Records for the task:

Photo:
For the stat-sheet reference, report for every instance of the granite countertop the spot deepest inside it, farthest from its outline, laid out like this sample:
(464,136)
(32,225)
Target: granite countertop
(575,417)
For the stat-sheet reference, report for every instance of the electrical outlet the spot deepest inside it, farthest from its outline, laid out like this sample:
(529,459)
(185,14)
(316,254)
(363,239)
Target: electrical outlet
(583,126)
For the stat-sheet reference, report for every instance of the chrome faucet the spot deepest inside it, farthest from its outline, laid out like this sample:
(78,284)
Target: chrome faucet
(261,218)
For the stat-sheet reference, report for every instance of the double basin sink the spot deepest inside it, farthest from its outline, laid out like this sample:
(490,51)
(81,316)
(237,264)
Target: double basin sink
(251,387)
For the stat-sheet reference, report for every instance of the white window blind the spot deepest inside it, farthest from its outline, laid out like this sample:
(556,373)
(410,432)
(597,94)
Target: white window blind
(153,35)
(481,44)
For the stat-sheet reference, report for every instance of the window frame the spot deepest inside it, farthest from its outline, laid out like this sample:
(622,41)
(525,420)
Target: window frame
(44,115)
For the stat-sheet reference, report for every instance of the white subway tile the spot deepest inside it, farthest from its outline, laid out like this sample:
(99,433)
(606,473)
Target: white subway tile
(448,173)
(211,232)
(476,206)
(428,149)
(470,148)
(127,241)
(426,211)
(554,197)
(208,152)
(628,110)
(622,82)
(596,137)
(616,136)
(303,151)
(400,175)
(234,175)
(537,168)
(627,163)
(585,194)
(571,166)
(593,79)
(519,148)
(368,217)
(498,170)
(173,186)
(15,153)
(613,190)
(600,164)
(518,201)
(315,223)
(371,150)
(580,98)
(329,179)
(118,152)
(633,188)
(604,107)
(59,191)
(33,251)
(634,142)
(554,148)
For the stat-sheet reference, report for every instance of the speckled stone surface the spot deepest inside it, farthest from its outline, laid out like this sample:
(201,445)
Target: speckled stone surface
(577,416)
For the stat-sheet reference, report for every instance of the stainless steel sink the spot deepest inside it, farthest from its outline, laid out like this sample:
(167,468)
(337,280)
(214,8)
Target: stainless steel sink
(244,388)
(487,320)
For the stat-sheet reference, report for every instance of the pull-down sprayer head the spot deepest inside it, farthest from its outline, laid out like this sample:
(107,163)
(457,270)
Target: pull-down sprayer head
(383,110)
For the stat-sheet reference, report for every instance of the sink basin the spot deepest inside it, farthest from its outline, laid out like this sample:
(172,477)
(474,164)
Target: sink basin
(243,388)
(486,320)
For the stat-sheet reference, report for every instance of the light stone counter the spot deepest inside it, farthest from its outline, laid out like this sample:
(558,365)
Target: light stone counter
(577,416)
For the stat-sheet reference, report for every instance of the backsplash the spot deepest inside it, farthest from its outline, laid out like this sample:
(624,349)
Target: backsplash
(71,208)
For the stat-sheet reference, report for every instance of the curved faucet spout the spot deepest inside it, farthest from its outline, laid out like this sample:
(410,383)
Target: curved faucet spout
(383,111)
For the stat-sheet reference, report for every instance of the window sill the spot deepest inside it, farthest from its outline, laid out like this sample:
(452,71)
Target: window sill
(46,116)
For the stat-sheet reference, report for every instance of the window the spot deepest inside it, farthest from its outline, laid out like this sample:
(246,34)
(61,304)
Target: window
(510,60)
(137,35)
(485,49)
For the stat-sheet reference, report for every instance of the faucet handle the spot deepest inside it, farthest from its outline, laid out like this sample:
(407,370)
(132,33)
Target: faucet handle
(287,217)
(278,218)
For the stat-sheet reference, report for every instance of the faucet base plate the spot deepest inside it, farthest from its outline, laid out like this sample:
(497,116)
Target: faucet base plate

Short exercise: Reproduce every one of the records above verbatim, without alteration.

Finished answer:
Photo:
For the stat-sheet reference, report for every instance of the granite countertop the spot deepest inside it, farthest from its outline, laid out like this sample:
(464,136)
(32,225)
Target: granite countertop
(575,417)
For the stat-sheet reference, report for every instance of the electrical outlet the spot deepest inside it, farthest from its outline, laid out like this sample:
(529,459)
(185,14)
(316,254)
(363,239)
Target: electrical outlet
(583,126)
For the stat-sheet reference, report for every instance of the chrome faucet the spot deepest inside it, farthest from its outline, laid out like this sample:
(78,284)
Target: chrome faucet
(261,218)
For the stat-sheet reference, report for every instance of the double basin sink the spot deepest inside it, farthest from its outline, laid out like this sample:
(490,51)
(81,316)
(237,264)
Target: double basin sink
(251,387)
For the stat-sheet reference, report for every instance of the white window blind the spot deepest inside it, farthest from its outline, laid out like this sample:
(556,373)
(410,432)
(597,94)
Target: white window blind
(153,35)
(481,44)
For the stat-sheet reference, report for every instance of the window frame the spot deepest inside it, farthest from its outline, laid out like this sample:
(622,41)
(525,420)
Target: window frame
(44,115)
For the stat-sheet reference, report for every instance of the white subway tile the spot deepest inside it, farthest from its outline, laid out like this sample:
(99,433)
(606,473)
Target: white subway tile
(448,173)
(211,232)
(476,206)
(428,149)
(470,148)
(127,241)
(426,211)
(554,197)
(208,152)
(628,110)
(622,82)
(596,137)
(616,136)
(303,151)
(400,175)
(234,175)
(537,168)
(627,163)
(585,194)
(571,166)
(593,79)
(519,148)
(368,217)
(498,170)
(173,186)
(15,153)
(613,190)
(600,164)
(518,201)
(315,223)
(371,150)
(580,98)
(329,179)
(118,152)
(633,188)
(604,107)
(59,191)
(33,251)
(634,142)
(554,148)
For the stat-sheet reference, report for every instance of the speckled stone surface the spot deepest inside it, farthest from its outline, laid out like this sample:
(201,445)
Target: speckled stone surface
(577,416)
For the stat-sheet reference, report for every instance of the stainless steel sink the spot deepest inside it, farthest from its outline, laid out like this sample:
(167,468)
(337,280)
(214,8)
Target: stainless steel sink
(244,388)
(487,320)
For the stat-sheet reference, report for every instance of the pull-down sprayer head the spot deepest inside it, farthest from its outline, laid out like this sample:
(107,163)
(457,270)
Target: pull-down sprayer head
(383,110)
For the stat-sheet reference, report for every instance of the sink basin the spot deepest inside it, farthest from its outline, laid out like this sample:
(172,477)
(474,164)
Target: sink basin
(243,388)
(486,320)
For the stat-sheet reference, report for every instance of the light stone counter the spot deepest inside it, farthest from its outline, laid out like this sample:
(558,365)
Target: light stone counter
(577,416)
For the stat-sheet reference, report for every instance of the backsplash the spot deepest inside it, farthest from its outline, laid out like this sample:
(624,349)
Target: backsplash
(71,208)
For the stat-sheet reference, report for every instance of the curved faucet spout the spot deepest inside it, farthest from its outline, laid out like this sample:
(410,383)
Target: curved faucet spout
(383,111)
For the stat-sheet reference, report for every instance of the window sill the spot deepest inside it, farthest from its outline, laid out like this sample:
(452,71)
Target: window sill
(46,116)
For the stat-sheet reference, report for every instance of the window the spot deepest inside it, farthest from its outline, laid out like this sample:
(246,34)
(61,304)
Target: window
(510,60)
(137,35)
(485,49)
For the stat-sheet reference, report for every instance of the faucet handle the spot deepest inside it, farthest from its outline, laid out like this sample:
(407,370)
(132,33)
Target: faucet handle
(287,217)
(278,218)
For the stat-sheet reference, report for every instance of the faucet base plate the spot deepest inside it, farthest from its outline, laid out like this sample:
(497,116)
Target: faucet base plate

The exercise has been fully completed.